— Work required —
Every line of the listing that contains the word "target" is to be copied out.

** Source information follows **

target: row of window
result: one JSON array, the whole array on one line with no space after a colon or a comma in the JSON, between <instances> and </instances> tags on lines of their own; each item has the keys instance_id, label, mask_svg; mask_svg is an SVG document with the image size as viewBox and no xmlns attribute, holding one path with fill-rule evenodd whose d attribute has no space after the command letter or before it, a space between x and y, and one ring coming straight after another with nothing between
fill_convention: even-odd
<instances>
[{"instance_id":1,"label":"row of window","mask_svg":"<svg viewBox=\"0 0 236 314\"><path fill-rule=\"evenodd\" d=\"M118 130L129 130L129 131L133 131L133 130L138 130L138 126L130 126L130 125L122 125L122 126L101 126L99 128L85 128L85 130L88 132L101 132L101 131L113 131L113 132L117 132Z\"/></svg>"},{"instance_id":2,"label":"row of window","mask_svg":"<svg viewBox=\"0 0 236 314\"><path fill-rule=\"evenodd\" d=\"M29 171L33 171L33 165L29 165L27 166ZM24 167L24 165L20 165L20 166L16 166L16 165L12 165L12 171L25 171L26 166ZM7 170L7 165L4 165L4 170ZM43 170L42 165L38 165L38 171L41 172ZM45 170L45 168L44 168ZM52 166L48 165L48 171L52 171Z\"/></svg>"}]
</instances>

** End of Source information **
** Source information follows **

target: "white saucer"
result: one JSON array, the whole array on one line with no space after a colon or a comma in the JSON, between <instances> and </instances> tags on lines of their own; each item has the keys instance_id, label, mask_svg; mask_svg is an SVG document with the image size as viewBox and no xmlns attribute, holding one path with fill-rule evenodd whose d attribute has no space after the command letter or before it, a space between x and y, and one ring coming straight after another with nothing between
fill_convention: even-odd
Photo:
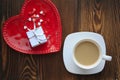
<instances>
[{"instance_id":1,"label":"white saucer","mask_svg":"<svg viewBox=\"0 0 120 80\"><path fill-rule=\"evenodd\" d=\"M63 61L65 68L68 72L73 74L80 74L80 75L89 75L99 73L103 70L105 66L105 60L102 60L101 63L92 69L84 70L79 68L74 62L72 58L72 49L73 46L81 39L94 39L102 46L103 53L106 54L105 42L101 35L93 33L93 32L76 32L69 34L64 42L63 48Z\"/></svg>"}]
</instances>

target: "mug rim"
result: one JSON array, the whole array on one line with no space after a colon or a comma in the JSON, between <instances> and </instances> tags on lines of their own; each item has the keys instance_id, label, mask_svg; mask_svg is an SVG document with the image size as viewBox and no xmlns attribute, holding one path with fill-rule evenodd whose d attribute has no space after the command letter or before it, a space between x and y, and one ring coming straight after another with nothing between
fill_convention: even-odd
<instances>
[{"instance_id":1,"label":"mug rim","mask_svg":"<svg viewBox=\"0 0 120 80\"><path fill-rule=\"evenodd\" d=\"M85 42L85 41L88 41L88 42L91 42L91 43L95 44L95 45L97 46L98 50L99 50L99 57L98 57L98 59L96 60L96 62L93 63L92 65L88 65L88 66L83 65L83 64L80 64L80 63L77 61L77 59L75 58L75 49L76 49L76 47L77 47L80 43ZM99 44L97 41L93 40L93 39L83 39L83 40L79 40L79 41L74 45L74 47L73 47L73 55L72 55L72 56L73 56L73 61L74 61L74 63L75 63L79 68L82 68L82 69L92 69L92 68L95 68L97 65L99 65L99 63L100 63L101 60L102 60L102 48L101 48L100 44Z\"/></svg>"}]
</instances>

** End of Source information **
** Source information follows **

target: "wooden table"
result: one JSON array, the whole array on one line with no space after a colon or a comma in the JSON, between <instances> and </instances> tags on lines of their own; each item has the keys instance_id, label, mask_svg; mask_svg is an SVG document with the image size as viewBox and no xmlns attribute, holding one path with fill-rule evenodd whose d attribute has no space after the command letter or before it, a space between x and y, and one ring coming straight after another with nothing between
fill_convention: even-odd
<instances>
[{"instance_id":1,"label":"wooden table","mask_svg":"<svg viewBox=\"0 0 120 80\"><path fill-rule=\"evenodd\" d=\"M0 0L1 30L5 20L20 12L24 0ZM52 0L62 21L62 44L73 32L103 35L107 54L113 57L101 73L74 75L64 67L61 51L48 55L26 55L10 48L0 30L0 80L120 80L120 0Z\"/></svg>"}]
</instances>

** End of Source information **

— Solution to this problem —
target: row of window
target: "white saucer"
target: "mug rim"
target: "wooden table"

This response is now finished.